» **Work to be completed**
Retype the data below exactly, starting with the line containing "shirt in the image below." and continuing through the line containing "350;272;427;455", with both of those lines included.

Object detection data

- - -

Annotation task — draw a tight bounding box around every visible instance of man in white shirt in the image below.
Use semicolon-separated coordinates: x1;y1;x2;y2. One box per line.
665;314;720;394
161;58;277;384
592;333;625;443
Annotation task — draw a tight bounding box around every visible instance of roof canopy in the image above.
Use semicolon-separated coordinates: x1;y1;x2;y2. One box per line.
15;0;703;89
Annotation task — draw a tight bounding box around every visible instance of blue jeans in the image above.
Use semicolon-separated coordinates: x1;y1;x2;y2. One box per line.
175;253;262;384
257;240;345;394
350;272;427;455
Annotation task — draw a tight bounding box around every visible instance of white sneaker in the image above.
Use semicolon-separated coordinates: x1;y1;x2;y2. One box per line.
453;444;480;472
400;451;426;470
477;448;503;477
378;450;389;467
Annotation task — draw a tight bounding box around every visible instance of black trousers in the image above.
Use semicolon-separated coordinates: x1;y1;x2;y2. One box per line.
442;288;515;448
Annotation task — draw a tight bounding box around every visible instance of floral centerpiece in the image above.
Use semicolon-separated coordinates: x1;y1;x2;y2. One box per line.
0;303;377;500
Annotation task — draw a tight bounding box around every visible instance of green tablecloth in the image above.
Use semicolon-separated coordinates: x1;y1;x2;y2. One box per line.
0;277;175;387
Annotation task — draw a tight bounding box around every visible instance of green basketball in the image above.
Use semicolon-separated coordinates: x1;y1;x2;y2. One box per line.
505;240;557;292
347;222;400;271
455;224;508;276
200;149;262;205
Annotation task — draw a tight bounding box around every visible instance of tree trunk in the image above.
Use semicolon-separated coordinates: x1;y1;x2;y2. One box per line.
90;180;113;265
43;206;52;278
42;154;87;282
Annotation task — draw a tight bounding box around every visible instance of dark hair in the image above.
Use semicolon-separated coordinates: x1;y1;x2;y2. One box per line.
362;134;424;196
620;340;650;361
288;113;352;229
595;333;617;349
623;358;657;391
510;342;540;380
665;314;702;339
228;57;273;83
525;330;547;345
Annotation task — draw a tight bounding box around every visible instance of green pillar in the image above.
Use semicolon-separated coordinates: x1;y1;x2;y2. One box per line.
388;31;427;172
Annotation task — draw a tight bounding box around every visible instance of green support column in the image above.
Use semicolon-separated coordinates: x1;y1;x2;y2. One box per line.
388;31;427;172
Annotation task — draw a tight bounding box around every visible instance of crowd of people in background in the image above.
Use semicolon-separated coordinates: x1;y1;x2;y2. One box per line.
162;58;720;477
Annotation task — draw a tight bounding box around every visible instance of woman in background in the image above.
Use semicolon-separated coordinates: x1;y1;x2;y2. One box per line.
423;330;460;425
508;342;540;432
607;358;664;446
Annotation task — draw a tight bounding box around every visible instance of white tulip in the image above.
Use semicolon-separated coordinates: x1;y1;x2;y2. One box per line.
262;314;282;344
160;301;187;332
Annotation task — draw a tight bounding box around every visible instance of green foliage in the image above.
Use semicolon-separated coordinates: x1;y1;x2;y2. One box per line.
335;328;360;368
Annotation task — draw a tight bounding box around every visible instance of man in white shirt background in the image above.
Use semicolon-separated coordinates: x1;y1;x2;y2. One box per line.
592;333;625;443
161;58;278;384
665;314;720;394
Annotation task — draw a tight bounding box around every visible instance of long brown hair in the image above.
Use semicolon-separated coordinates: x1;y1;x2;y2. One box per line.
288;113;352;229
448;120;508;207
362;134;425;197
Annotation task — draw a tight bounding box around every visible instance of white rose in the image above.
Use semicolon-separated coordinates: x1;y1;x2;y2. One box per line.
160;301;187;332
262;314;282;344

- - -

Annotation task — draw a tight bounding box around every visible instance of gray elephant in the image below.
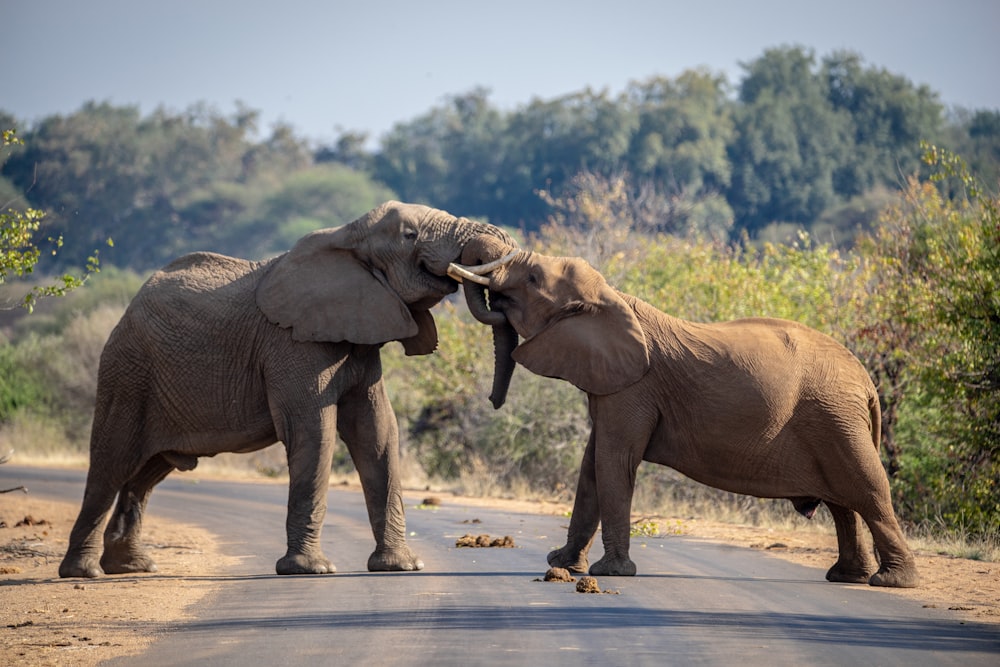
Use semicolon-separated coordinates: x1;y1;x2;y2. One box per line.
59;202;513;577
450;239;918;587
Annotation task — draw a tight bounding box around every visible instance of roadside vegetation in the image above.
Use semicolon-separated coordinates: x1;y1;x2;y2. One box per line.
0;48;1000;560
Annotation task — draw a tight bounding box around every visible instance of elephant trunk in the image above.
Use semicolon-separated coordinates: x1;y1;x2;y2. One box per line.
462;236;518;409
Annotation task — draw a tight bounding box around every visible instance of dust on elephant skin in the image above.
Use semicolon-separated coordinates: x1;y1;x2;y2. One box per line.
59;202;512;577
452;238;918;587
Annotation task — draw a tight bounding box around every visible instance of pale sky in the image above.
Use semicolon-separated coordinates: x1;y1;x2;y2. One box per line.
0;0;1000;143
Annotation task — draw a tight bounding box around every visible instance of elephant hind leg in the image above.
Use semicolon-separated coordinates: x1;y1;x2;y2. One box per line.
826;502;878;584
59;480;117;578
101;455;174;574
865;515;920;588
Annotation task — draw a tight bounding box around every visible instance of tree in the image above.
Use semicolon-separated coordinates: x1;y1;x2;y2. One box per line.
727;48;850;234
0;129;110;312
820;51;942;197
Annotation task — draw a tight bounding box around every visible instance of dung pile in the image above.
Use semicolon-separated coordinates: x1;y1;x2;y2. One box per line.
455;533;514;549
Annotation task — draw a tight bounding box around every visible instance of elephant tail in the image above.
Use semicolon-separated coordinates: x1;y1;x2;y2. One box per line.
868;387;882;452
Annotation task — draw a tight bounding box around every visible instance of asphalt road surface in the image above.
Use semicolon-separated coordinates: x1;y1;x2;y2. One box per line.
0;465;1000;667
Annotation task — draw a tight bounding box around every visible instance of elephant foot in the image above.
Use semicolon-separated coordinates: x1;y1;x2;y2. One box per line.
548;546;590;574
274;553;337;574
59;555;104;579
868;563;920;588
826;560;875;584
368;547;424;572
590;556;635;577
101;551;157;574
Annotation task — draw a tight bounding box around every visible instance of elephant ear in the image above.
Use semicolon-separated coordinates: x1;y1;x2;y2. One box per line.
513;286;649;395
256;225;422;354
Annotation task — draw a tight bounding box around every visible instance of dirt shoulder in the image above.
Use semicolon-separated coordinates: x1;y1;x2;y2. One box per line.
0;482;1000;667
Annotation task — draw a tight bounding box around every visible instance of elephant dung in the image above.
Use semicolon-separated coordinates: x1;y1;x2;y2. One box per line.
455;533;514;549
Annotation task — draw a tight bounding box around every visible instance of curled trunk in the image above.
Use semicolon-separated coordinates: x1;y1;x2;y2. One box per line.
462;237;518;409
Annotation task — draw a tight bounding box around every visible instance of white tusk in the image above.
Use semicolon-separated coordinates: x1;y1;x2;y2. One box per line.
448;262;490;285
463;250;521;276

- - -

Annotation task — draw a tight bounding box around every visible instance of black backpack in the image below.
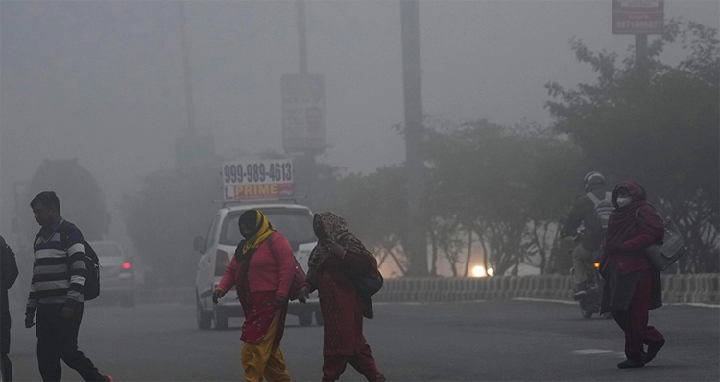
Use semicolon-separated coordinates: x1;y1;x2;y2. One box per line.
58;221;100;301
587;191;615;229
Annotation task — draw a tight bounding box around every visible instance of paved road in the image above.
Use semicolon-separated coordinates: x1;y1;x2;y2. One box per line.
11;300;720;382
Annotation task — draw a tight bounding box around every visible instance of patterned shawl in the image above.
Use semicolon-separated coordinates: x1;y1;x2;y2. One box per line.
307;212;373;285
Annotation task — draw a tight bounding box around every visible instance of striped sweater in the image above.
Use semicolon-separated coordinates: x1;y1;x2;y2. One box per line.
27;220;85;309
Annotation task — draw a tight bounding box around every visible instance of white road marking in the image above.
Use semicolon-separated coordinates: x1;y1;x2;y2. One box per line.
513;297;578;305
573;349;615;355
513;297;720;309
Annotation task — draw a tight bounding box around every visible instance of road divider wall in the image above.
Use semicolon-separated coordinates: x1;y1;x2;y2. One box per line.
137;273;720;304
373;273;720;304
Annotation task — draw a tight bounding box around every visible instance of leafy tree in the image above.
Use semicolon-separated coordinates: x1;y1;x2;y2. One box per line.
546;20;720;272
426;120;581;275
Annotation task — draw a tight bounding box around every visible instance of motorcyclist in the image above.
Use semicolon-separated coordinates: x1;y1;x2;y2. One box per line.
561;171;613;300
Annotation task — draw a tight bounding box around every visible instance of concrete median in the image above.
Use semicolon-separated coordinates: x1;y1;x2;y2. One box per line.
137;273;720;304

- - -

» **Full answer**
Annotation task — draw a tight bounding box around every visible instance of man in white shirt in the image below.
Use semicolon-separated coordinates: x1;y1;x2;y2. One box per line.
665;314;720;394
161;58;277;384
592;333;625;443
Annotation task — draw a tight bounding box around every visible instance of roof canopy in the image above.
Use semicolon-separated coordinates: x1;y1;x2;y2. One box per line.
15;0;703;89
Annotation task — draw a tight bounding box around every visible instance of blue jeans in the image above.
Use semicolon-separated coordinates: x1;y1;x2;y2. One box per line.
175;253;262;384
257;240;345;394
350;272;427;455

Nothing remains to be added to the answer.